* Document text:
________

MANILA—Credit ratings firm Moody’s Investors Service on Wednesday said postponing debt payments even during the COVID-19 crisis would be “not forgivable” and would “equate to a default.”
Christian de Guzman, Moody’s senior vice president, said a country that delays the payment of interest or principal to private sector bondholders will result in a credit downgrade of the country.
A senator earlier proposed that the government postpone debt payments and use the money it saves to finance subsidies to poor Filipinos. The Finance Department, however, dismissed the proposal, saying this would affect investor confidence in the Philippines.
De Guzman, meanwhile, said the Philippines still had “fiscal space” to finance measures to contain the spread of the new coronavirus as the country’s fundamentals remained strong.
However, he also said that this was premised on the scenario that the country and the world would be able to contain the spread of the virus by the second half of the year.

________

Referring expression data
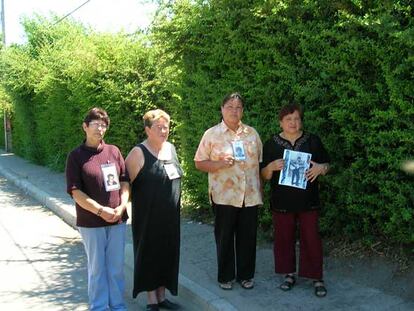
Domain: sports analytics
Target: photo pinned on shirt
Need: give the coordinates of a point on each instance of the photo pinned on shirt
(238, 150)
(111, 180)
(293, 172)
(171, 171)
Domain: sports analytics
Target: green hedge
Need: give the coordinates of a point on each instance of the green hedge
(349, 63)
(65, 70)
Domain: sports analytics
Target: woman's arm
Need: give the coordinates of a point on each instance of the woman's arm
(134, 162)
(316, 170)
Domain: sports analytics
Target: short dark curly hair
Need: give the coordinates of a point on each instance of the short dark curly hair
(290, 108)
(97, 113)
(231, 96)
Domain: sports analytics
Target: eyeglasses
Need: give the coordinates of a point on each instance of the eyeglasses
(236, 108)
(98, 125)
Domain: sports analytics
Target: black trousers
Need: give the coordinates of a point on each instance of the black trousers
(235, 230)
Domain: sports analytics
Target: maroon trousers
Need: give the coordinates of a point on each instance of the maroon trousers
(284, 250)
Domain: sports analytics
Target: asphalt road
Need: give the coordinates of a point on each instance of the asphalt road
(42, 260)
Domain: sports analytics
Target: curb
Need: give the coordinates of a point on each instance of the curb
(190, 290)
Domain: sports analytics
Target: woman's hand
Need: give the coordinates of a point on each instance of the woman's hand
(276, 165)
(108, 214)
(315, 170)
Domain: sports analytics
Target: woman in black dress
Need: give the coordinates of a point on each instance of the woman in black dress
(292, 204)
(155, 175)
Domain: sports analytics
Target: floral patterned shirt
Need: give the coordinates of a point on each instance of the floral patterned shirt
(239, 183)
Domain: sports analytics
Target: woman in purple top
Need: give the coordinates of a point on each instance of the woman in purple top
(100, 210)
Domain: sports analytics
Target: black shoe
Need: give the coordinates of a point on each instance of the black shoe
(153, 307)
(166, 304)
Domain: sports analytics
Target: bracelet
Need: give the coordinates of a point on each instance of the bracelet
(99, 211)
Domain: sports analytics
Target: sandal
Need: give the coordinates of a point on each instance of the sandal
(320, 289)
(289, 282)
(247, 284)
(226, 285)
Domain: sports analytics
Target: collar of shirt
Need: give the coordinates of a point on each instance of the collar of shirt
(91, 149)
(241, 129)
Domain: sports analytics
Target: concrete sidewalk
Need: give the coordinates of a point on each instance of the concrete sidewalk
(353, 284)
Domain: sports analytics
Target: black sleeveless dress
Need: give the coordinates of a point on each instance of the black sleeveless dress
(156, 225)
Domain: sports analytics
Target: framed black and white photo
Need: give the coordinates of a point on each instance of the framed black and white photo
(111, 180)
(293, 173)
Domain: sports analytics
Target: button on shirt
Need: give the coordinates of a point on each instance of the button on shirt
(240, 182)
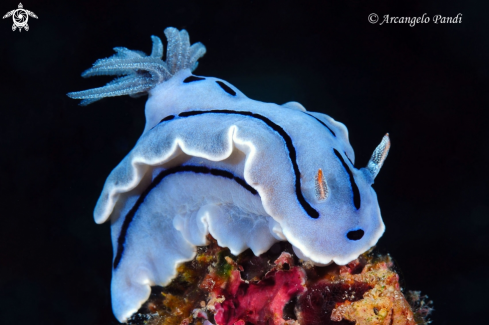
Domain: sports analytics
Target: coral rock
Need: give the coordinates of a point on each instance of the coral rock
(222, 289)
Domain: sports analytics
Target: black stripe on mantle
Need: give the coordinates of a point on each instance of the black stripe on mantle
(157, 180)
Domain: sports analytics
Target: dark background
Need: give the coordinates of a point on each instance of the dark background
(427, 85)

________

* Required action 1:
In the news report on Moody's, reproduce word for word the passage starting at "A senator earlier" and ending at "fundamentals remained strong.".
* Required action 2:
Check each statement against the news report on Moody's and answer yes or no, quoting the words that decide it: (a) Moody's said postponing debt payments would equate to a default. (b) The Finance Department backed the senator's proposal to postpone debt payments. (c) De Guzman said the Philippines had no fiscal space left to fight the virus.
* Required action 3:
Write what comes next in the news report on Moody's, picking up after its final sentence.
The lines have nothing to do with the work here.

* Response box 1:
A senator earlier proposed that the government postpone debt payments and use the money it saves to finance subsidies to poor Filipinos. The Finance Department, however, dismissed the proposal, saying this would affect investor confidence in the Philippines.
De Guzman, meanwhile, said the Philippines still had “fiscal space” to finance measures to contain the spread of the new coronavirus as the country’s fundamentals remained strong.

* Response box 2:
(a) Yes: "would “equate to a default.”"
(b) No: "The Finance Department, however, dismissed the proposal"
(c) No: "the Philippines still had “fiscal space” to finance measures to contain the spread of the new coronavirus"

* Response box 3:
De Guzman also said that Moody’s may need to revise its growth forecast for the Philippines again, after already revising it thrice this year.
Moody’s originally forecast the Philippines to grow by 6.2 percent this year, this was lowered to 5.4 percent, and then 2.5 percent in its last forecast.
De Guzman said that the 2.5 percent projection did not take into account the widening of the enhanced community quarantine beyond Metro Manila. All of Luzon has been locked down since March 17.
“So there's definitely a certain curtailment of activity that has not yet been reflected in our forecast,” de Guzman said in an interview with ANC.
The Philippines was nearing its first “A” credit rating, before the pandemic struck.